** Start of Page **

During roughly eight hours of testimony, Tillerson faced surprise pushback from a Republican questioner, Sen. Marco Rubio. The onetime rival of President-elect Donald Trump praised Tillerson’s personal character but pressed him aggressively on his stance toward Russia and President Vladimir Putin, with whom Tillerson cultivated a close relationship as head of ExxonMobil, and on human rights violations across the globe.

In one telling exchange, Tillerson would not, at Rubio’s urging, characterize Putin as a “war criminal” for his country’s actions in Syria, even as Rubio named the atrocities. Instead, Tillerson said he would wish to review classified information before reaching a conclusion.

“None of this is classified, Mr. Tillerson,” Rubio said in one of the hearing’s memorable moments. “People are dead.”

** End of Page **
** Start of Data shown **

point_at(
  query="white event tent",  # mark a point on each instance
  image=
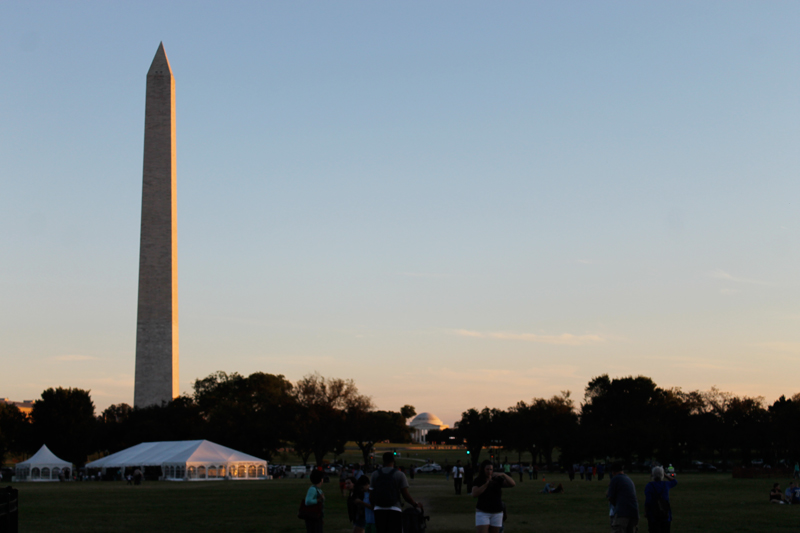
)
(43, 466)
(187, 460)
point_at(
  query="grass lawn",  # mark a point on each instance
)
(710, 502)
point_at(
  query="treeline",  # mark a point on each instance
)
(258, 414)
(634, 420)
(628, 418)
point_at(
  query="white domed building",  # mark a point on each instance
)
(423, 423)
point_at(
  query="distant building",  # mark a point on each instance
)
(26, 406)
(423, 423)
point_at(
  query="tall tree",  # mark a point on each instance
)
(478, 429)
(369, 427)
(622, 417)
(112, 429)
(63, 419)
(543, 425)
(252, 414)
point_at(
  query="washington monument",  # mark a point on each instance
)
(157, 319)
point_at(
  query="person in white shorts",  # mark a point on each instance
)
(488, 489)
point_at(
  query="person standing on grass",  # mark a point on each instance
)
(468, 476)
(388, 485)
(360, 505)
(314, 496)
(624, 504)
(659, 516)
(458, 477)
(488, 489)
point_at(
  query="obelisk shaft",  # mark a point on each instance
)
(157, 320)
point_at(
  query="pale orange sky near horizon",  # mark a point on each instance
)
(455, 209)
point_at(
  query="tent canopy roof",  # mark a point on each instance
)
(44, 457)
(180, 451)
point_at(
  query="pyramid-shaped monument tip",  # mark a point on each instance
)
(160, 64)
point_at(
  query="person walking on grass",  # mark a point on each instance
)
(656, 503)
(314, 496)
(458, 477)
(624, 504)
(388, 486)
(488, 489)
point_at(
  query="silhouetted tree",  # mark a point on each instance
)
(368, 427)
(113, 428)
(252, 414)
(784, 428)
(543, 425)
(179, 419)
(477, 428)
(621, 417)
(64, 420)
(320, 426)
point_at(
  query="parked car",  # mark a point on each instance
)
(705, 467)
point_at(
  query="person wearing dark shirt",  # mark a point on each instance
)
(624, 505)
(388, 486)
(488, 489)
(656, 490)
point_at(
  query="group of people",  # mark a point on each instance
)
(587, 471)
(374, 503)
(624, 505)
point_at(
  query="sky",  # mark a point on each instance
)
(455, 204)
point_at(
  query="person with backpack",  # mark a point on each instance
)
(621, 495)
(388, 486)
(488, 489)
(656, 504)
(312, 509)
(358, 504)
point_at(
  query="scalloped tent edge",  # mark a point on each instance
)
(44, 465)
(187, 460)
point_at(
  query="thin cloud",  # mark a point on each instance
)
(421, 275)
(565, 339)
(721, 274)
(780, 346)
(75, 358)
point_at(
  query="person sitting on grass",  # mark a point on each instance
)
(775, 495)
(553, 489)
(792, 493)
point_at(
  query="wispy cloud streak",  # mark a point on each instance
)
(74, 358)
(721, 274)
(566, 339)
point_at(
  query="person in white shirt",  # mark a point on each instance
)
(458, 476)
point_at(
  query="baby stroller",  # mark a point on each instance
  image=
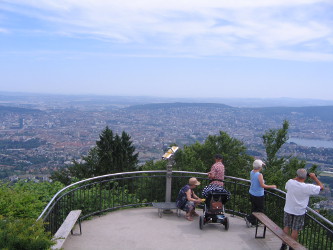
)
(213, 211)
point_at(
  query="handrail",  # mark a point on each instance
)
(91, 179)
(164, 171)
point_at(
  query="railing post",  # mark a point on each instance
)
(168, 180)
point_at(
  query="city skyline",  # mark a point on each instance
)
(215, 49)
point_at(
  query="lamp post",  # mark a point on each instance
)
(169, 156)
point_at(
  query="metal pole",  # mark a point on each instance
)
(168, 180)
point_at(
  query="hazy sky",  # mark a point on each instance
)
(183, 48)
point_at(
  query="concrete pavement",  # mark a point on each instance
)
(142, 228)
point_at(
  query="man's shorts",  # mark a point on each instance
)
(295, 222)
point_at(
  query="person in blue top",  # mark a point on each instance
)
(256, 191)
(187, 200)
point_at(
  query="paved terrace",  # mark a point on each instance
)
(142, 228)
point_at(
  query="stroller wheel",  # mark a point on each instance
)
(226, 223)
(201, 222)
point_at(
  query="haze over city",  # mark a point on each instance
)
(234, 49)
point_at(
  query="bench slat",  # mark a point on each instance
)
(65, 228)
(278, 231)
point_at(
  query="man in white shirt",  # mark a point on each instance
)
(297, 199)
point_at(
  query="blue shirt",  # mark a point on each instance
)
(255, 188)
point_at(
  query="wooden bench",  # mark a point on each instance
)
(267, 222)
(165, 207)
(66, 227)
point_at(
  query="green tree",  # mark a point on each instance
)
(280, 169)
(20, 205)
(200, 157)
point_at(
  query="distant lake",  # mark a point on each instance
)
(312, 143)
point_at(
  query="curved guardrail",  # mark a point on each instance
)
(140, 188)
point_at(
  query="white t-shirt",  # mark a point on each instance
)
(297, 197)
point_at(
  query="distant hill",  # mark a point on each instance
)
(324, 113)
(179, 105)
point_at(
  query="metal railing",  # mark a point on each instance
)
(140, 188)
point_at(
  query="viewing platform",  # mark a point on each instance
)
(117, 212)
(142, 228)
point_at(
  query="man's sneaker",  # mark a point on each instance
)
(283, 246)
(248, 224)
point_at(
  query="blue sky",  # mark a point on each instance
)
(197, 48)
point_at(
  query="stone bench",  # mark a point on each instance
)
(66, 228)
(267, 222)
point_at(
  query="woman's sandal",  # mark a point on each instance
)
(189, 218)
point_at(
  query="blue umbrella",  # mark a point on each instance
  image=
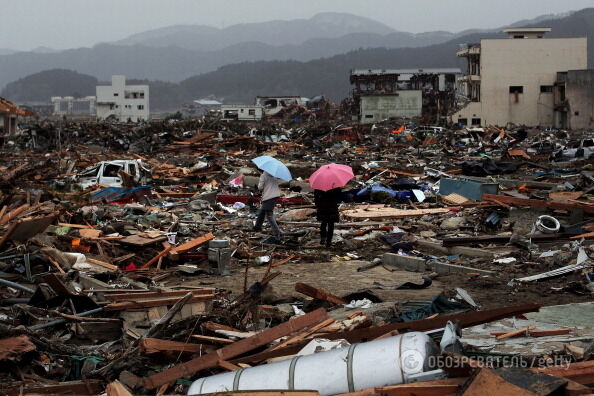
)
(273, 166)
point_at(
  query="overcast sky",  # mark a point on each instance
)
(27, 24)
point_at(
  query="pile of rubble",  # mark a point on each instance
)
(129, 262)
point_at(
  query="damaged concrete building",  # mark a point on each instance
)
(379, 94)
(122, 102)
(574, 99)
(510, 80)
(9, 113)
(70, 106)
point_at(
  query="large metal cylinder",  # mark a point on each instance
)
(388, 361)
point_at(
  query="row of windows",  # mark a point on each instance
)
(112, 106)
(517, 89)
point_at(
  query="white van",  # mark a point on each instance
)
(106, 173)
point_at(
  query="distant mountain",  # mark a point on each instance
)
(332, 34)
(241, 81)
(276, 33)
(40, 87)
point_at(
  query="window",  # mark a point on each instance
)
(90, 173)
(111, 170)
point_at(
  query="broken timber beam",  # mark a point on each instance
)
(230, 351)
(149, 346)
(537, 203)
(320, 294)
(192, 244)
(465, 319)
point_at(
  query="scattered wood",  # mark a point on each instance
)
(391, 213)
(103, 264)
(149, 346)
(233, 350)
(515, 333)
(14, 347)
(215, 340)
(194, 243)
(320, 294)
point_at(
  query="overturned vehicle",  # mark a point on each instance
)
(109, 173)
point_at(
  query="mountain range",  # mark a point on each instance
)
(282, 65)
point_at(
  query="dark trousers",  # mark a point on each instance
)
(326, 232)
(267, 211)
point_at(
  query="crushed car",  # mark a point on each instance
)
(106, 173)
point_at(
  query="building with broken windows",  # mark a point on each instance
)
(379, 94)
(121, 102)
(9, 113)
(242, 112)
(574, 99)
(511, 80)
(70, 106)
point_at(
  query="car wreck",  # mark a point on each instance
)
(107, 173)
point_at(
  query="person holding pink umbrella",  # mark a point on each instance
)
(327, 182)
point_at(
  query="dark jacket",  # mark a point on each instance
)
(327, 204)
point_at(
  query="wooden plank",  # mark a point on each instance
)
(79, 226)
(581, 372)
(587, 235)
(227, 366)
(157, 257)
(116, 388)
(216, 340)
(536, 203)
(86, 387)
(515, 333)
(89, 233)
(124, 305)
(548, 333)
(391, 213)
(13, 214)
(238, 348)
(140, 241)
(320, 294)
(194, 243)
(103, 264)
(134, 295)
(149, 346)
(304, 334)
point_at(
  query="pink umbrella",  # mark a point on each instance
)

** End of Data shown **

- **Exercise prompt**: Do these statements agree with the passage about Tillerson's hearing? Answer yes or no for each, quoting the deciding words. 1. The testimony lasted about eight hours. 2. Tillerson called Putin a war criminal. 3. Rubio criticized Tillerson's personal character.

- **Reply to the task**:
1. Yes: "During roughly eight hours of testimony"
2. No: "Tillerson would not, at Rubio’s urging, characterize Putin as a “war criminal”"
3. No: "praised Tillerson’s personal character"